- Source extract -
[Start of Attachment]

Wednesday, July 8, 2015

No Sadness

“I saw the stupidest movie this past weekend, ‘Inside Out,’’ says Stu, a patient who came into therapy at his wife’s insistence. “It’s supposed to be a kid’s movie so we took my five year old son. He thought some of it was funny, but I thought it was just dumb. These ridiculous Feelings running around in the brain controlling this girl, Riley I think her name was. Even her name. What kind of name is Riley? Anyway, of course my wife loved it and we got into a huge argument over the stupid thing.”

I loved the movie too, seeing it as an incredibly clever animated film that captured the need for humans to integrate all of their feelings in order to avoid becoming removed from themselves and others. I am not, however, surprised by Stu’s aversion to the movie. I remain silent.

“She just got so upset that I didn’t, as she said, ‘get’ the movie. She saw that as the root of ‘our problems,’ by which she meant ‘my problems.’”

“Can I ask you what you didn’t like about the movie, Stu?”

“It was just dumb.”

“Maybe it would be helpful though if we could figure out what about the movie you thought was ‘dumb.’

“Did you see it?”

I suspected that Stu would ask this question and knew that I would answer. “Yes, I did.”

“You liked it. I can tell.”

“Yes, I liked the movie, but my opinion really doesn’t matter. What matters is that you didn’t like it and that you thought it was important enough to bring it up here.”

“That’s because Brenda and I got into this big thing about it.”

“Okay. So can we look at what you thought was dumb about the movie?”

“It was just silly. All those Feeling characters running around telling the girl how to feel and making her act one way or another.”

[End of Attachment]

- Data -
[Start of Attachment]

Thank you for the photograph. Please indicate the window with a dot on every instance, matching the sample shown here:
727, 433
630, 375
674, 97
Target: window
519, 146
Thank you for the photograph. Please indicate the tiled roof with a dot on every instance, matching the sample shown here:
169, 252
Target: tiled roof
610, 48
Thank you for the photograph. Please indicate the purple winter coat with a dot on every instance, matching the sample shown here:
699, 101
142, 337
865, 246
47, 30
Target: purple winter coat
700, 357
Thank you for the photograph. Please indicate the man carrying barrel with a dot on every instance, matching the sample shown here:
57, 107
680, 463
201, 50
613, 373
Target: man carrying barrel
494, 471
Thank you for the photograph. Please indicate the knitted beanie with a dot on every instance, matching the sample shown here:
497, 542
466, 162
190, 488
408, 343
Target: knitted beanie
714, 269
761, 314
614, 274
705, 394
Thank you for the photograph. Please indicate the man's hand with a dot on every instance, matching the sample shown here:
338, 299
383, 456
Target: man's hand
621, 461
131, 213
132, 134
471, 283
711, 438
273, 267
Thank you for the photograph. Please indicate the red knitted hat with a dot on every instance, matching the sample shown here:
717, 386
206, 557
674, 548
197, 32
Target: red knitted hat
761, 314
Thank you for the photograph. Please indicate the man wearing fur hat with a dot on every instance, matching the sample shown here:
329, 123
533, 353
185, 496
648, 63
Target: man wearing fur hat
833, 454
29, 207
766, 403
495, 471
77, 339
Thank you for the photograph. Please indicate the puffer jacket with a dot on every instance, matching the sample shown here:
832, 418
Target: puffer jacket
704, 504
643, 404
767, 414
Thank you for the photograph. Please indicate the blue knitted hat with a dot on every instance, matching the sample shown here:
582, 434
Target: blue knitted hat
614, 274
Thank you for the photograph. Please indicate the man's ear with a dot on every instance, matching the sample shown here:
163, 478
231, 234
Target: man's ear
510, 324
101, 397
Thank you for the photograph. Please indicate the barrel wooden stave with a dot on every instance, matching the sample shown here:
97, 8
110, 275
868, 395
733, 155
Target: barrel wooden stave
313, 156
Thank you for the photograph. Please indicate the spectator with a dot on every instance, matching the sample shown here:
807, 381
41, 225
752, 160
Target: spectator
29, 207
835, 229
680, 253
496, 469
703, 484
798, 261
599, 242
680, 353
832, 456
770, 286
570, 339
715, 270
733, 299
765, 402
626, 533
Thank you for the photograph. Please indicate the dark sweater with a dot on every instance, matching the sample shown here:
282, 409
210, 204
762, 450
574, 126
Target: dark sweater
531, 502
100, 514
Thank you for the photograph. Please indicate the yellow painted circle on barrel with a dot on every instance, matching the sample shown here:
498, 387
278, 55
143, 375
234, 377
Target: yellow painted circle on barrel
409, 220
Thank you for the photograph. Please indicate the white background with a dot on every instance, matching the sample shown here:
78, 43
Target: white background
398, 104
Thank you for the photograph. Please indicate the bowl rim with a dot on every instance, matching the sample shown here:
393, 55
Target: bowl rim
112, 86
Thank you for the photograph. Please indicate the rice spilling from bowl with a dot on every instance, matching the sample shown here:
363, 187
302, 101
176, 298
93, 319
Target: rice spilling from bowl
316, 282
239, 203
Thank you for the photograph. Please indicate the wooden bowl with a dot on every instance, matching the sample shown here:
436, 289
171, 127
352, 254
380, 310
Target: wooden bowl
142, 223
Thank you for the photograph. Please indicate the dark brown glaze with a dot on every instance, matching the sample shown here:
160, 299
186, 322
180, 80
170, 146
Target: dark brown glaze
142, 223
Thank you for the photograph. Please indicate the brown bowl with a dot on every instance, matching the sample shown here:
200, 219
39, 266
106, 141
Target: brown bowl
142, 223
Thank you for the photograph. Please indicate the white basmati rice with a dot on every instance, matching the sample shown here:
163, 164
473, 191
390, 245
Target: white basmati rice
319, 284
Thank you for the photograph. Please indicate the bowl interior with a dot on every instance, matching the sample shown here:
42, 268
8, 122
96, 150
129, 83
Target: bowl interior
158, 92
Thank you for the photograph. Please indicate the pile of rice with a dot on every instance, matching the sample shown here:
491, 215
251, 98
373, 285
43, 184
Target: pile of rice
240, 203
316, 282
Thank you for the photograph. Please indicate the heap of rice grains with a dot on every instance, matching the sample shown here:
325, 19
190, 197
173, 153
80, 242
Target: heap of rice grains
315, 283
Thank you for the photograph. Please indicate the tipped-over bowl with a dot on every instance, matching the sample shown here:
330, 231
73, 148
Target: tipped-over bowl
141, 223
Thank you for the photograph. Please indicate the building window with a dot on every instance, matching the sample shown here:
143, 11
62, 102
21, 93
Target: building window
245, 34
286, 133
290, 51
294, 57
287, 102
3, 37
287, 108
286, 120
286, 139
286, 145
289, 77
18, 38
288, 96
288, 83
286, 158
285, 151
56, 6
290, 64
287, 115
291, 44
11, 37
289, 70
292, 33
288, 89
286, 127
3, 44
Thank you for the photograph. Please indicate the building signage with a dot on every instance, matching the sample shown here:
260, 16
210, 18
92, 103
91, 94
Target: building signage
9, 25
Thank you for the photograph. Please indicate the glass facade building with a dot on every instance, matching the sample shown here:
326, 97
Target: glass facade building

[End of Attachment]

- Exercise -
Continue the therapy session about the movie "Inside Out" from the point where the text stops.

- Reply -
“Was there a particular Feeling character you liked more than the others or one you disliked more?”

“Yeah. I hated that fat, blue Sadness, always moping around, seeing the worst in everything, having to be dragged around by Joy. But Joy was kind of stupid too, constantly seeing the world through rose-colored glasses. I didn’t like Fear because he was too much of a nerd and Disgust didn’t make any sense to me. So I guess I liked Anger the best, at least he was willing to do something.”

Stu has beautifully captured his own personality in his reaction to the various Feeling characters. But I need to be cautious in my response so that I don’t further heighten his defensiveness.

After a brief pause I say, “Anger was very helpful when he burned a hole in the glass and allowed Joy and Sadness back into the control tower to help Riley. That struck me as a good illustration of how anger or assertion can be used to motivate a person to take necessary action, to impel them forward in life. It’s one of the things you’ve definitely been able to do, use your aggression to become a successful businessman.”

“I didn’t think of that, but yeah, that makes sense,” Stu replies more thoughtfully than he’s been all session.

“But Anger could also have gotten Riley in lots of trouble,” I continue.

“You mean when she starts to run away?”

I nod. “And when she starts to run away, did you notice how she was shutting down? To leave, she has to remove herself from her feelings, to not care, for example, that she’s leaving her parents.”

“I get what you’re saying. Anger alone can spell trouble.” 

“Yes. And you notice what Joy does when she and Sadness get back in the control tower, she has Sadness take over. Riley needs to get back in touch with her sadness in order to feel that she’ll miss her parents, that she doesn’t want to leave them.”

“Good point.” Pause. “I guess the movie was deeper than I thought.”

Now that Stu seems less defensive, I’m comfortable being more direct. “Sadness – or fear for that matter – aren’t emotions you’re comfortable with. They make you feel vulnerable, weak. But unless you can feel the whole range of emotions, it’s hard to live a full life, with meaningful connections to others. You notice in the movie, it’s also Sadness who’s the most empathic character.”  

“Are you saying I have no empathy?” Stu asks, more harshly.

“I think you’re starting to put Anger back up, Stu, because even thinking about feeling sad or scared is in itself pretty scary.”

“Maybe,” he says. “I’ll have to think about it.”

“Okay,” I reply, as the hour ends. Stu and I still have lots of work to do.